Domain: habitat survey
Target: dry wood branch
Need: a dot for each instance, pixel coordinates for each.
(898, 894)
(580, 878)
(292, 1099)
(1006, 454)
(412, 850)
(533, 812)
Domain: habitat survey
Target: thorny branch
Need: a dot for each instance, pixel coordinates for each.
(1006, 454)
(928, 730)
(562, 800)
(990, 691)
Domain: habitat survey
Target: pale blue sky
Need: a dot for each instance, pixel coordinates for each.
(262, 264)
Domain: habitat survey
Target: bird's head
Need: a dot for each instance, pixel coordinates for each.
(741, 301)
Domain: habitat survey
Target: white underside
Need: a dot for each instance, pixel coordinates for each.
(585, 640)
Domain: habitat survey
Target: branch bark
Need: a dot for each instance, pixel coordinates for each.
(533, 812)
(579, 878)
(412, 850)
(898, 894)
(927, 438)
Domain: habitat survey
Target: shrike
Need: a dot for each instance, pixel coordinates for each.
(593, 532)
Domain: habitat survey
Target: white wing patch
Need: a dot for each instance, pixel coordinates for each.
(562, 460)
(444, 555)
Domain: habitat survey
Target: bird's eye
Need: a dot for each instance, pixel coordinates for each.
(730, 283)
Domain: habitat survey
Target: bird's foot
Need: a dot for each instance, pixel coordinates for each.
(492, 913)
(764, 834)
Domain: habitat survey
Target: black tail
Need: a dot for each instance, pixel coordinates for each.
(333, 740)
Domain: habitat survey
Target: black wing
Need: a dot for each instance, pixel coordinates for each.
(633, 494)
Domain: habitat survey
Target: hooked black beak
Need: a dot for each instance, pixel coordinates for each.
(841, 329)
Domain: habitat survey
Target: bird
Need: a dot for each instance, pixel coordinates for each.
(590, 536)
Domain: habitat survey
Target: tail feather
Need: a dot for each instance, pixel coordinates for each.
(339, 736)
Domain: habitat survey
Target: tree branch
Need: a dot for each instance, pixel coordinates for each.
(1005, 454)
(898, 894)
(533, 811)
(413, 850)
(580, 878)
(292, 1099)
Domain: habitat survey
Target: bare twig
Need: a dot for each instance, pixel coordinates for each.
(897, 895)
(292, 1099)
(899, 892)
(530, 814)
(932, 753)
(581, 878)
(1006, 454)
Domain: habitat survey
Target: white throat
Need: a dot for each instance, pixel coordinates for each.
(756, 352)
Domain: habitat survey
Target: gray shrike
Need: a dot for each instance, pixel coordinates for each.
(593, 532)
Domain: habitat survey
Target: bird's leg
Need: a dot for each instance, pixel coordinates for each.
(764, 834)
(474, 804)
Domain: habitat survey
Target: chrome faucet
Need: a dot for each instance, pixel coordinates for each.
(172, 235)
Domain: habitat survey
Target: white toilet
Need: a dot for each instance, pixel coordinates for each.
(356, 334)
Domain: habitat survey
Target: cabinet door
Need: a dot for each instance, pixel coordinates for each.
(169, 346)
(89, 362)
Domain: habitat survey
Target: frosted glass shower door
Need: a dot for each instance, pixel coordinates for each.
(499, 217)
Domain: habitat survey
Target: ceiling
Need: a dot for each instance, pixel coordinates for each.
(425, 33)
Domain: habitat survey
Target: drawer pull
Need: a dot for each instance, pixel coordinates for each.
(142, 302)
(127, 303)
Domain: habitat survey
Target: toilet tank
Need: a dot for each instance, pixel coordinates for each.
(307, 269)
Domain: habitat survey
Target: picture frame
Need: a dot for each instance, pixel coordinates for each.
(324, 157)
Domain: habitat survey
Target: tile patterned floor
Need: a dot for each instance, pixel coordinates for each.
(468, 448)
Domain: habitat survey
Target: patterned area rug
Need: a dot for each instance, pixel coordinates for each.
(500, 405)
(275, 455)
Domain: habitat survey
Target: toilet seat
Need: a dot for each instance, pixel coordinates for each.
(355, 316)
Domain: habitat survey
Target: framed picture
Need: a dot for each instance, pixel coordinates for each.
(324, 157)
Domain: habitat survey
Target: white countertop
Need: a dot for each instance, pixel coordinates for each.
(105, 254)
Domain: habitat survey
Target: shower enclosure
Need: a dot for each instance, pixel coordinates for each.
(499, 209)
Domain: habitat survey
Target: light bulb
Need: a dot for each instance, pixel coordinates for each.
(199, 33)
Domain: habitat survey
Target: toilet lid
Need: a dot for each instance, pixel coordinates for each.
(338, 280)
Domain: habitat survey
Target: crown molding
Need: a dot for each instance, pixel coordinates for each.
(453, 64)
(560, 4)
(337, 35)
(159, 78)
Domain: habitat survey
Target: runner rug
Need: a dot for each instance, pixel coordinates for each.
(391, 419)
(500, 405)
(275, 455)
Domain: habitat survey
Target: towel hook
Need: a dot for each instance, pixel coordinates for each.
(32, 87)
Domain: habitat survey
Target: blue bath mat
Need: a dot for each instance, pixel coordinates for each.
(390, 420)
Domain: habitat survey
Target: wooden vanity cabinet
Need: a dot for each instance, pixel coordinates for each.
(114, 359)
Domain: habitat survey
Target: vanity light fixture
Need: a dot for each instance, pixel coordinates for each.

TRY IT –
Output the records above exactly as written.

THE COMPLETED TASK –
Domain: habitat survey
Target: dry wood branch
Need: a dot for each instance, pixel coordinates for each.
(898, 894)
(580, 878)
(292, 1099)
(1006, 454)
(412, 850)
(533, 812)
Domain: habitat survey
Target: thorny branch
Need: a dot for each instance, pixel coordinates for each.
(1006, 454)
(928, 730)
(562, 800)
(990, 691)
Domain: habitat survey
Target: pale blue sky
Need: a dot for each instance, pixel coordinates for each.
(262, 264)
Domain: habitat survey
Target: bird's head
Need: a dot for each instance, pixel coordinates for each.
(741, 301)
Domain: habitat survey
Target: white underside
Need: a dot for each instance, pixel coordinates for each.
(585, 640)
Domain: habitat survey
Target: branch bark
Need: a dot for each instance, pixel coordinates for each.
(533, 812)
(579, 878)
(412, 850)
(898, 894)
(927, 438)
Domain: habitat survey
Target: shrike
Need: a dot for each instance, pixel coordinates for each.
(593, 532)
Domain: habitat survey
Target: white wing patch
Need: a dot for each instance, pixel coordinates for each.
(562, 460)
(444, 555)
Domain: habitat survey
Target: bird's eye
Need: a dot for each instance, pixel coordinates for each.
(730, 283)
Domain: habitat survey
Target: bird's foot
Need: a dot for each instance, pixel coordinates for each.
(492, 913)
(764, 834)
Domain: habitat survey
Target: black tail
Need: a dot for each instance, pixel coordinates for each.
(333, 740)
Domain: habitat survey
Target: black wing
Need: a dot for each instance, pixel coordinates for each.
(633, 494)
Domain: habitat survey
Target: hooked black beak
Need: a dot for each instance, pixel coordinates for each.
(841, 329)
Domain: habitat survey
Target: bird
Need: a dot for each instance, pixel coordinates for each.
(590, 536)
Domain: habitat survey
Target: tail feather
Need: a dot for each instance, pixel coordinates for each.
(339, 736)
Domain: habitat survey
Target: tree branch
Need: a dot for each instance, pixel coordinates for each.
(1005, 454)
(898, 894)
(533, 811)
(413, 850)
(580, 878)
(292, 1099)
Domain: habitat survey
Target: bare twig
Need: a dot for each instance, pixel coordinates for each.
(897, 895)
(292, 1099)
(899, 892)
(530, 814)
(932, 753)
(581, 878)
(1006, 454)
Domain: habitat survey
Target: white throat
Need: a dot for each instance, pixel coordinates for each.
(756, 352)
Domain: habitat survey
Target: gray shrike
Need: a dot for each instance, pixel coordinates for each.
(593, 532)
Domain: habitat survey
Target: bird's leg
Need: a dot for each instance, pixel coordinates for each.
(764, 834)
(474, 804)
Domain: habitat survey
Target: chrome faucet
Need: a dot for each instance, pixel coordinates for each.
(172, 235)
Domain: habitat survey
Target: white toilet
Need: a dot for each instance, pixel coordinates for each.
(356, 334)
Domain: habitat survey
Target: cabinet door
Need: a dot for each instance, pixel coordinates for each.
(169, 346)
(89, 362)
Domain: habitat survey
Target: frosted glass shower door
Need: a dot for each instance, pixel coordinates for each.
(499, 217)
Domain: habitat survey
Target: ceiling
Need: a dot for each instance, pixel coordinates for each.
(425, 33)
Domain: habitat survey
Target: drawer pull
Need: a dot for each instance, pixel coordinates for each.
(142, 302)
(127, 303)
Domain: habitat survey
Target: toilet tank
Need: a dot for each instance, pixel coordinates for each.
(307, 269)
Domain: habitat survey
Target: picture frame
Need: a dot for each instance, pixel coordinates for each.
(324, 157)
Domain: habitat survey
Target: tile patterned floor
Need: a dot for each instance, pixel coordinates for each.
(468, 448)
Domain: habitat survey
Target: patterned area rug
Need: a dot for each instance, pixel coordinates for each.
(500, 405)
(275, 455)
Domain: habitat survey
Target: toilet seat
Need: a dot for each instance, pixel coordinates for each.
(355, 316)
Domain: habitat survey
Target: framed picture
Need: a dot for each instance, pixel coordinates for each.
(324, 157)
Domain: habitat survey
Target: white countertop
Need: a dot for each instance, pixel coordinates for each.
(105, 254)
Domain: habitat survey
Target: shower enclosure
Need: a dot for each instance, pixel coordinates for each.
(499, 209)
Domain: habitat survey
Target: light bulb
Need: a dot for each instance, pixel coordinates for each.
(199, 33)
Domain: habitat survey
Target: toilet lid
Need: a dot for each instance, pixel coordinates for each.
(338, 280)
Domain: habitat survey
Target: crown molding
Need: a dot for each instance, pixel coordinates for each.
(453, 64)
(560, 4)
(337, 35)
(159, 78)
Domain: habitat survey
Target: runner rug
Need: a dot for each instance, pixel coordinates for each.
(391, 419)
(500, 405)
(275, 455)
Domain: habitat survey
Target: towel hook
Need: a dot for each instance, pixel coordinates for each.
(32, 87)
Domain: habitat survey
Target: blue bath mat
Need: a dot for each instance, pixel coordinates for each.
(390, 420)
Domain: habitat survey
Target: wooden vanity cabinet
Need: a dot for each instance, pixel coordinates for each.
(114, 359)
Domain: habitat survey
Target: vanity light fixture
Need: a dot for each instance, pixel coordinates for each.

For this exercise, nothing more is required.